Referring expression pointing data
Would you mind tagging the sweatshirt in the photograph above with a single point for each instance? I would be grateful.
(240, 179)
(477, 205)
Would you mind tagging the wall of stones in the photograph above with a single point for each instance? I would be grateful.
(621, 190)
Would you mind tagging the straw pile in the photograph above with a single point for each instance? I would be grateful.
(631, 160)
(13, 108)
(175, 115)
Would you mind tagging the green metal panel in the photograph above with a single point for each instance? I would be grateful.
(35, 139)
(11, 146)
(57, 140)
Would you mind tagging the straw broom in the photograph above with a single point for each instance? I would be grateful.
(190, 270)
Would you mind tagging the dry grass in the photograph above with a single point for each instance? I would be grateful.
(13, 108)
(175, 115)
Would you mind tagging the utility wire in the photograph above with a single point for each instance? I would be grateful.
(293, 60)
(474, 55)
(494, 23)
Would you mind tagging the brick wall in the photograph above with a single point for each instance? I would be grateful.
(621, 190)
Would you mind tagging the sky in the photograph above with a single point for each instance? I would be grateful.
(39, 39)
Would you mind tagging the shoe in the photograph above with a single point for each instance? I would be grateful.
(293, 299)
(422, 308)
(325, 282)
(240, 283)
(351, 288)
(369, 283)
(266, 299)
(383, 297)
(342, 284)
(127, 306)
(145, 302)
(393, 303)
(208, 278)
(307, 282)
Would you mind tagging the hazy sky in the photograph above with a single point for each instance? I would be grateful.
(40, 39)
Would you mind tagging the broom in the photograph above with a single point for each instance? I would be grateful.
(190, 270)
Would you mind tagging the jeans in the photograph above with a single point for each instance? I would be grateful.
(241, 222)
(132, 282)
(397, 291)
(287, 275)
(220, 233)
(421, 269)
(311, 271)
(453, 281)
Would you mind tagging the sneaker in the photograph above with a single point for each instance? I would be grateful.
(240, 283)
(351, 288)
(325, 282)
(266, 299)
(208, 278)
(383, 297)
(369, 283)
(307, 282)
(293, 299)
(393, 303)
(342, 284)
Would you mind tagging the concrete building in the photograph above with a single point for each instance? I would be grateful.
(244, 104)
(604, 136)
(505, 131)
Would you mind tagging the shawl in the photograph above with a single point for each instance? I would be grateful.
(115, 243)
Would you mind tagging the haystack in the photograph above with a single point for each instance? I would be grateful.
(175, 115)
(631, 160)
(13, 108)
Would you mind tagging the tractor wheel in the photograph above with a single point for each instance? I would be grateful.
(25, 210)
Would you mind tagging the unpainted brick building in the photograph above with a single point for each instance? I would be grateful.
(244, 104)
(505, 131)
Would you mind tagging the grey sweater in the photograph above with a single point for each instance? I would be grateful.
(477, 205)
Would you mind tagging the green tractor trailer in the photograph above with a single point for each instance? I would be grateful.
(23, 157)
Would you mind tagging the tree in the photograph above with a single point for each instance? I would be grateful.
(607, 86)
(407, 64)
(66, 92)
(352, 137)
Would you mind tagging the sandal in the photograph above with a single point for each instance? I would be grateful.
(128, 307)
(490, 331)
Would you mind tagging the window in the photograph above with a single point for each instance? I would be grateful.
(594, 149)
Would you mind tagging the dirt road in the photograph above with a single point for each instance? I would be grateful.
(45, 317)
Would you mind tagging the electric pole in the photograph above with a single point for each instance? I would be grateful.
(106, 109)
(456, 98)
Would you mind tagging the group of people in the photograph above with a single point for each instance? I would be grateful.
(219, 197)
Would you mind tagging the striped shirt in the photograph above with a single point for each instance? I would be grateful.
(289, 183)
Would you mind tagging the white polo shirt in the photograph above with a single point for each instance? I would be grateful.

[Task item]: When you answer, repeat every record exactly, omitting nothing.

[Response]:
Would you mind tagging the sweatshirt in the photograph above with a single point for each instance? I would be grateful.
(240, 179)
(477, 205)
Would you mind tagging the wall of stones in the photograph above with a single point for each instance? I would be grateful.
(621, 190)
Would you mind tagging the straw pile in the photograph above with a single point for each instance? I would be grateful.
(631, 160)
(13, 108)
(175, 115)
Would you mind tagging the green metal panel in the photograph above with a single point for each instance? I would be grateful.
(35, 139)
(11, 146)
(57, 140)
Would you mind tagging the straw broom in the photograph above with a single point for each instance? I would be grateful.
(190, 270)
Would you mind tagging the dry grass in the photograph above with a single point for each instance? I would be grateful.
(13, 108)
(175, 115)
Would you mind tagging the utility wire in the photograph above with a single point for each instance? I would be grateful.
(293, 60)
(474, 55)
(494, 23)
Would you mind tagging the brick wall in the photograph above with a single point for each instance? I would be grateful.
(621, 190)
Would you mind tagging the sky in the photograph above with a single point for each instance? I would be grateful.
(39, 39)
Would you mind tagging the shoe in the photograph above with a single point for each instance? I would be grateful.
(293, 299)
(422, 308)
(325, 282)
(240, 283)
(351, 288)
(369, 283)
(266, 299)
(383, 297)
(342, 284)
(127, 306)
(145, 302)
(393, 303)
(208, 278)
(307, 282)
Would you mind tagging the hazy sky in the photograph above with a single point for each instance? I would be grateful.
(40, 39)
Would you mind tagging the broom in the photograph above with a single point for each instance? I would be grateful.
(190, 270)
Would you mind tagging the jeans in the photograph above with a single point for each instance? I would be grateful.
(241, 222)
(132, 282)
(397, 291)
(287, 275)
(220, 233)
(421, 269)
(311, 271)
(453, 281)
Would you mind tagging the sneaker in the photograph above with a single point for each instance? I would be grateful.
(240, 283)
(351, 288)
(325, 282)
(266, 299)
(208, 278)
(383, 297)
(369, 283)
(307, 282)
(293, 299)
(393, 303)
(342, 284)
Would you mind tagging the concrete building in the photograph above with a single point for each instance? I would be grateful.
(244, 104)
(604, 136)
(505, 131)
Would you mind tagging the shawl in the photograph above with a single point for each instance? I would be grateful.
(115, 243)
Would you mind tagging the haystack in the photograph above with a single point for each instance? I would be grateful.
(175, 115)
(631, 160)
(13, 108)
Would you mind tagging the tractor wheel in the photograph above with a single point for each instance? I would be grateful.
(25, 210)
Would you mind tagging the unpainted brick building in the photograph above with a single point for each instance? I would be grateful.
(244, 104)
(505, 131)
Would you mind tagging the grey sweater in the photograph above with a single point for each instance? I would be grateful.
(477, 205)
Would you mind tagging the green tractor trailer in the photograph above with a single point for each instance? I would be grateful.
(23, 157)
Would you mind tagging the tree in the photograph above with a single point for each instance? I would be grateful.
(607, 86)
(407, 64)
(66, 92)
(352, 137)
Would you mind tagging the sandal in the photograph above with a single point for each instance? I would be grateful.
(128, 307)
(490, 331)
Would you mind tagging the window in the photograph above with a single point for each instance? I would be grateful.
(594, 149)
Would you mind tagging the dirt road in the photograph above with a single point for each instance? I would be grateful.
(45, 317)
Would you mind tagging the electric pole in the photograph above with a single point for each instance? I would be grateful.
(106, 109)
(456, 98)
Would you mind tagging the group of people in the photograph above with a single point for each instance? I would be grateful.
(219, 197)
Would you mind tagging the striped shirt in the photograph above with a single point for each instance? I would be grateful.
(289, 183)
Would you mind tagging the white polo shirt in the photograph above with a single point for each instance? I would be grateful.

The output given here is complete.